─── Dataset records

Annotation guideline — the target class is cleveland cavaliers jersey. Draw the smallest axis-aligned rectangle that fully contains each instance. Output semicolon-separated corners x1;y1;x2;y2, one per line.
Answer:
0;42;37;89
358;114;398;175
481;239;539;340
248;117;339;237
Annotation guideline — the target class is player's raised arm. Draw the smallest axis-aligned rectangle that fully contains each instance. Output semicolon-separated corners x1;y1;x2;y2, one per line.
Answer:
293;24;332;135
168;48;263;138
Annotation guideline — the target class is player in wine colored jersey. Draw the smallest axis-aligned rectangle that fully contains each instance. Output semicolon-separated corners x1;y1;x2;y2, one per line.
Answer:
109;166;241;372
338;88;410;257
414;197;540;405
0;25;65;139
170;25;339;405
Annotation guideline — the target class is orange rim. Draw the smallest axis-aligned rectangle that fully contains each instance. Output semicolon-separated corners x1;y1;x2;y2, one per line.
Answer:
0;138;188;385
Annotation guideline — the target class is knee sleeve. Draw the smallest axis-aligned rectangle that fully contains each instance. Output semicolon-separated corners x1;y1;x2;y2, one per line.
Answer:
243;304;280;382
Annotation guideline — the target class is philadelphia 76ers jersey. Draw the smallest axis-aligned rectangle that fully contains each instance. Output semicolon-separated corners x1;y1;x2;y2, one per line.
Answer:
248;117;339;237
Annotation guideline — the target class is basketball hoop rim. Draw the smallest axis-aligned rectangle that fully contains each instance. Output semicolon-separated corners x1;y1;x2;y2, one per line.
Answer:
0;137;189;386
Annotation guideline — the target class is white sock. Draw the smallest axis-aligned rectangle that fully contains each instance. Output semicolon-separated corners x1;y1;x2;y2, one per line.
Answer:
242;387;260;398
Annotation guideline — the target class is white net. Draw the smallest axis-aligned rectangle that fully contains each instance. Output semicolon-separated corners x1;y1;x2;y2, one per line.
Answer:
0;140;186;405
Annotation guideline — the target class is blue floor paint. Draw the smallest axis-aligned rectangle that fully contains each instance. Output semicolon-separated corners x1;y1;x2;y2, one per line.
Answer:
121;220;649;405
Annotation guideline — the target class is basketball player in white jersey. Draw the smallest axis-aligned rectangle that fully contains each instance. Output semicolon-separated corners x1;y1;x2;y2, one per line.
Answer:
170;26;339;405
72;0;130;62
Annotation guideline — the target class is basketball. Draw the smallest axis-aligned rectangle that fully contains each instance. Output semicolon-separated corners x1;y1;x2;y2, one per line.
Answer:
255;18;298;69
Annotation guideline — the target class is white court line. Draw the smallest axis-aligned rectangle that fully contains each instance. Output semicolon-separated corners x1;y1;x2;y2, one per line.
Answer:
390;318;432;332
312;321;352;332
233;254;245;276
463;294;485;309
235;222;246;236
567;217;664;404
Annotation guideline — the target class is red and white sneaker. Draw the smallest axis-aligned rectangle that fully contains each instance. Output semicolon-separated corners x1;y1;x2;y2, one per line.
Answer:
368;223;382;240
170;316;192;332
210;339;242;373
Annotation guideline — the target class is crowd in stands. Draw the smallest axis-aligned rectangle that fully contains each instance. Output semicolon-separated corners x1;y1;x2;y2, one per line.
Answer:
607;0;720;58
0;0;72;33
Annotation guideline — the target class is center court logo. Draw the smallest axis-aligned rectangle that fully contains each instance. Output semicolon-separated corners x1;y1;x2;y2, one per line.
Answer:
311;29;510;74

──────
─── Dataset records

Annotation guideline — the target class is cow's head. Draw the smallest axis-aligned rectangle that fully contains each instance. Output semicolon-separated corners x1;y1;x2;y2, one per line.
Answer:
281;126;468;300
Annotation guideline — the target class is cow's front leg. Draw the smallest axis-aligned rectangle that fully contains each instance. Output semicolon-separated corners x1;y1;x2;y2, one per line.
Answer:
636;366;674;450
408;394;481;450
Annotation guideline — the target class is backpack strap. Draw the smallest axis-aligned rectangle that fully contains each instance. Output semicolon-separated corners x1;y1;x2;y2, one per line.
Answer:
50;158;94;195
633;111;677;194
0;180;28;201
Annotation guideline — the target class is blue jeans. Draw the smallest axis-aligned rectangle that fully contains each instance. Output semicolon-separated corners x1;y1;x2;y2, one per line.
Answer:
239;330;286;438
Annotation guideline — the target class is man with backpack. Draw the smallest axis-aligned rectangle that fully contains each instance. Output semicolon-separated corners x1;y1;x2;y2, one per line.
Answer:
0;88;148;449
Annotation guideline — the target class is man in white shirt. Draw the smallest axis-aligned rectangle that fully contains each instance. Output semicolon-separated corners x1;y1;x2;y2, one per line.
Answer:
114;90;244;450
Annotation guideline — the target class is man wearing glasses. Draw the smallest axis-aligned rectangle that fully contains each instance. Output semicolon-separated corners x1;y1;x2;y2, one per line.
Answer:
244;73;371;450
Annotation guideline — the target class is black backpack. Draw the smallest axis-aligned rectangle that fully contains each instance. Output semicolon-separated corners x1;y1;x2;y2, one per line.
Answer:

──────

**Exercise**
Rescale the entries from the line with "Annotation guideline — the target class is cleveland" to the line with "242;387;260;398", both included, reproducing every line, guideline text as well, with each bounding-box coordinate in the answers multiplied by 0.85 and rounded to the nearest whole number, halves rounding up. Leave the numbers in the guidelines and their x1;y1;x2;y2 format unchanged.

**Reply**
Annotation guideline — the target class is cleveland cavaliers jersey. Draw the smallest axis-aligned rectangle that fully contains each instance. Output semicolon-separated corners x1;y1;x2;y2, one per line.
Answer:
0;36;31;76
304;97;338;149
409;203;458;289
211;99;288;201
Annotation guideline — the target class is player's raised arm. Draw the smallest axis-aligned rectangle that fully contains each instance. Output semicolon-separated corners x1;y1;x2;y2, one per line.
Answer:
249;20;282;115
143;41;224;117
Annotation guideline — the target class is player in wine colored jersey. Draw the smallest axis-aligned rectangle that fully contains each instance. Output semicolon-separated corners x1;y1;x2;y2, one per line.
Answer:
93;141;205;316
287;75;349;218
352;167;459;344
0;21;55;118
145;21;288;344
Annotation guideline — the target class is orange rim. Draw the smallest axis-aligned rectangle that fully contains each instance. Output semicolon-separated corners x1;y1;x2;y2, one per line.
Answer:
0;117;160;327
Annotation guideline — the target class is knee sleeve. Draw the smallest axis-aligned rectangle that fully contains each instance. Output semicolon-separated corners x1;y1;x2;y2, one per line.
Answer:
207;258;238;325
Annotation guideline — the target class is philadelphia 76ers jersey. Draw the smallest axis-aligned rectangle that fully contains each instance. Output semicolon-separated corners x1;y1;x2;y2, one per line.
Answer:
211;99;288;201
Annotation guideline — the target class is basketball hoop rim. Draw the smallest axis-aligned rectangle that fully contains each instance. Output semicolon-separated corners x1;y1;x2;y2, one per line.
Answer:
0;116;161;328
Annotation guideline — the target class is white sock. Draw the smallest axis-aligned rectangle that fully contains each instance. Output semicolon-separated corners x1;y1;x2;y2, one per line.
Answer:
206;329;221;338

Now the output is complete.